**COMPITO 1:** Traduci in inglese questa frase del brano sul film documentario: "Nel documentario tradizionale, la macchina da presa è l’occhio dello spettatore."

**BRANO PROPOSTO:**
__________________________________________________

Fin da quando è nato (più o meno di pari passo con il cinema), il documentario è sempre stato mosso dalla curiosità e dal desiderio di informare. Tuttavia l’argomento è vasto e in costante evoluzione, perché cambia forma nel corso del tempo. Nel documentario tradizionale, la macchina da presa è l’occhio dello spettatore. Attraverso il documento filmato, gli spettatori vivono un’esperienza come se fossero lì in prima persona. Oggi il film documentario si è evoluto abbracciando numerosi stili diversi, nuove tecnologie audiovisive e nuove modalità narrative. Anche le nuove possibilità di fruizione del prodotto hanno cambiato le regole del gioco: videocamere e smartphone di ultima generazione hanno abbassato i costi di realizzazione, mentre l’avvento di internet e delle piattaforme streaming on-demand ha rivoluzionato e arricchito la distribuzione a livello globale, rendendola più competitiva. A prescindere a tutti questi cambiamenti, però, ci sono alcuni elementi della realizzazione di un film documentario di qualità che restano importanti.
Gli aspetti da curare sono fondamentalmente due, riassumibili nei concetti di “sostanza” e “forma”: in assoluto, l’elemento determinante è sempre l’idea di partenza (la sostanza), perché una bella storia, per quanto piccola o semplice, vince sempre. Il resto lo fa la forma, cioè la tua abilità di documentarista: il successo del tuo prodotto dipenderà molto anche dallo stile e dal modo in cui racconterai quella storia.
Ricerca, ricerca, ricerca
La fase iniziale è, naturalmente, quella in cui si buttano giù le idee e si compiono piccole e grandi scelte creative. Non sottovalutare mai la documentazione: quando si comincia a sviluppare un progetto la ricerca è tutto, o meglio, è la base che consente di avere una conoscenza della materia tale da poterne parlare senza apparire superficiali e di dare al prodotto una struttura coerente. Serviranno dati, storie, immagini, esperti del tema, aneddoti e curiosità.

__________________________________________________

**RIGHE DI DATI:**
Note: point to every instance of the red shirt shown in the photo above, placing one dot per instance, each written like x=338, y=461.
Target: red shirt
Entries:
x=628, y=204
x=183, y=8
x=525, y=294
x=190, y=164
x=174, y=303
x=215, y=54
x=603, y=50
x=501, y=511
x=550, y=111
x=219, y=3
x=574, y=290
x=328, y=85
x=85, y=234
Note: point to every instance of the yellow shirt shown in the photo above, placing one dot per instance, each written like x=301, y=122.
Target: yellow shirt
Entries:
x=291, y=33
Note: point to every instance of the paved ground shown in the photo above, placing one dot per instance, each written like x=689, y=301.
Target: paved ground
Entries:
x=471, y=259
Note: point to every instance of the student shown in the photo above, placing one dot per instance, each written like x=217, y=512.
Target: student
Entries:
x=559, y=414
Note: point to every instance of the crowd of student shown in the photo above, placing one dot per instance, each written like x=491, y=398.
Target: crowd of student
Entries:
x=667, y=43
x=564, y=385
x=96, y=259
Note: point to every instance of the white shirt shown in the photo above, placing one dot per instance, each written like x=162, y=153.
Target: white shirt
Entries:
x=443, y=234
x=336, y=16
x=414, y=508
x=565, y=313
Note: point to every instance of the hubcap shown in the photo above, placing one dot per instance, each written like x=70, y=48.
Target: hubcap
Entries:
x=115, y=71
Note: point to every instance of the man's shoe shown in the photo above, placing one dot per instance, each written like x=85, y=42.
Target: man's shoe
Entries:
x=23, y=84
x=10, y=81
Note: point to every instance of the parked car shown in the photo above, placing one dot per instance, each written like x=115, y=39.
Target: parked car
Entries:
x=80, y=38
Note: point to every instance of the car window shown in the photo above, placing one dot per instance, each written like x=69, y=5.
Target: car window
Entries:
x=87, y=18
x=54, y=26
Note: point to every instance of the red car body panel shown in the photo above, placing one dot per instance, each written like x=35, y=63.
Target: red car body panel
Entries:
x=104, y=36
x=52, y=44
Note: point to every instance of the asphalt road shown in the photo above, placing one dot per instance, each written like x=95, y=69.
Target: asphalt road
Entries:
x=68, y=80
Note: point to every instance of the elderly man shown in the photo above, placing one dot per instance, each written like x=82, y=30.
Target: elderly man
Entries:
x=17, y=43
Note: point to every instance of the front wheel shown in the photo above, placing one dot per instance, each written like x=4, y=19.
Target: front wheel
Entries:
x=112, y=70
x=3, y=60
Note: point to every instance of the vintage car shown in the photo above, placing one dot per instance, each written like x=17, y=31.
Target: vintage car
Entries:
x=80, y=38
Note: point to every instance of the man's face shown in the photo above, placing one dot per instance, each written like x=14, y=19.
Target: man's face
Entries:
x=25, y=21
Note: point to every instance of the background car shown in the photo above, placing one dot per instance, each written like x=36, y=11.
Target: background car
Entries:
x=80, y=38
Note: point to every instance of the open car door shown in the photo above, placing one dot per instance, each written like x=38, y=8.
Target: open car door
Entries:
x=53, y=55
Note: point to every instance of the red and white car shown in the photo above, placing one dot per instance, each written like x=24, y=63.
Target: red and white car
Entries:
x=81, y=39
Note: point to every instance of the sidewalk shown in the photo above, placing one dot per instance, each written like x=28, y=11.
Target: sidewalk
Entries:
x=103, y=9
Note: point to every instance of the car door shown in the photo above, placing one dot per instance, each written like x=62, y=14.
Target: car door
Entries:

__________________________________________________

**COMPITO 2:** Modifica le righe di dati, dalla prima fino alla riga che contiene "x=85, y=234" inclusa, sostituendo "red shirt" con "blue shirt" e lasciando tutto il resto invariato. Riporta soltanto quelle righe.

**RISPOSTA 1:** In traditional documentaries, the camera is the viewer's eye.

**RISPOSTA 2:**
Note: point to every instance of the blue shirt shown in the photo above, placing one dot per instance, each written like x=338, y=461.
Target: blue shirt
Entries:
x=628, y=204
x=183, y=8
x=525, y=294
x=190, y=164
x=174, y=303
x=215, y=54
x=603, y=50
x=501, y=511
x=550, y=111
x=219, y=3
x=574, y=290
x=328, y=85
x=85, y=234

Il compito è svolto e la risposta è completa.